» **SET PROBLEM**: Return all the data, word for word.

┄┄┄┄┄┄┄┄┄┄┄┄┄┄┄┄┄┄┄┄

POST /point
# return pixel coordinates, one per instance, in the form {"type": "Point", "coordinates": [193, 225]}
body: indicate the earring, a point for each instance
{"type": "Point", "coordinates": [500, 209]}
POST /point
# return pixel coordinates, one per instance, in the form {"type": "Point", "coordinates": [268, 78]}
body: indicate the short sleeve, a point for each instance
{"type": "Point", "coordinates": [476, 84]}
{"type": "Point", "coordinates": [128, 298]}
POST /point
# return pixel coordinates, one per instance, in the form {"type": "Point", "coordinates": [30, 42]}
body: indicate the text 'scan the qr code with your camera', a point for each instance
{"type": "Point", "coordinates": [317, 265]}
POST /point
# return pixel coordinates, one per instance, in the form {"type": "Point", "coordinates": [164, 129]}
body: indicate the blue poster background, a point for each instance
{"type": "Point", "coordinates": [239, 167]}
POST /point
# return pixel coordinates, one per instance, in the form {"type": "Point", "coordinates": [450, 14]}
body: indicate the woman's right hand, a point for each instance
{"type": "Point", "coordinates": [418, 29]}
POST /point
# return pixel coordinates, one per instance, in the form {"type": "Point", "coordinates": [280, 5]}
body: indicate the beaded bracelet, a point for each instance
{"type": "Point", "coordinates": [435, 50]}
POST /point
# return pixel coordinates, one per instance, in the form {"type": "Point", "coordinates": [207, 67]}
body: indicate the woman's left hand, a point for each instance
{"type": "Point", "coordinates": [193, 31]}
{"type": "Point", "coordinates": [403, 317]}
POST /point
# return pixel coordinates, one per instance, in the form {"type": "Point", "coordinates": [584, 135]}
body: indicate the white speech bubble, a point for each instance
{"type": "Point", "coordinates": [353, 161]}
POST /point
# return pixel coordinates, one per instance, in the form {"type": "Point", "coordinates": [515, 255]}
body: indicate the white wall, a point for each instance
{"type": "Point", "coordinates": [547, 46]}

┄┄┄┄┄┄┄┄┄┄┄┄┄┄┄┄┄┄┄┄

» **IN RESPONSE**:
POST /point
# return pixel coordinates, one per instance, in the form {"type": "Point", "coordinates": [193, 225]}
body: indicate the earring, a point for each instance
{"type": "Point", "coordinates": [500, 209]}
POST /point
# return pixel coordinates, one per instance, in the form {"type": "Point", "coordinates": [268, 78]}
body: indicate the short sleeve, a point for each instance
{"type": "Point", "coordinates": [476, 84]}
{"type": "Point", "coordinates": [128, 298]}
POST /point
# return pixel coordinates, one per instance, in the form {"type": "Point", "coordinates": [30, 42]}
body: indicate the text 'scan the qr code with your camera', a point for each instance
{"type": "Point", "coordinates": [317, 265]}
POST /point
# return pixel coordinates, one per instance, in the form {"type": "Point", "coordinates": [164, 129]}
body: indicate the blue poster background, a point for each instance
{"type": "Point", "coordinates": [239, 167]}
POST /point
# return pixel coordinates, one per instance, in the form {"type": "Point", "coordinates": [450, 14]}
body: indicate the woman's right hand, a point for each instance
{"type": "Point", "coordinates": [418, 29]}
POST /point
# return pixel coordinates, one per instance, in the form {"type": "Point", "coordinates": [280, 5]}
body: indicate the beaded bracelet, a point for each instance
{"type": "Point", "coordinates": [435, 50]}
POST /point
# return pixel coordinates, one per instance, in the form {"type": "Point", "coordinates": [207, 67]}
body: indicate the woman's left hand, a point for each instance
{"type": "Point", "coordinates": [193, 31]}
{"type": "Point", "coordinates": [403, 317]}
POST /point
# return pixel coordinates, one per instance, in the form {"type": "Point", "coordinates": [584, 135]}
body: indicate the white speech bubble, a point for each instance
{"type": "Point", "coordinates": [353, 161]}
POST /point
# return pixel coordinates, one per instance, in the form {"type": "Point", "coordinates": [515, 255]}
body: indicate the white wall, a point for each instance
{"type": "Point", "coordinates": [547, 46]}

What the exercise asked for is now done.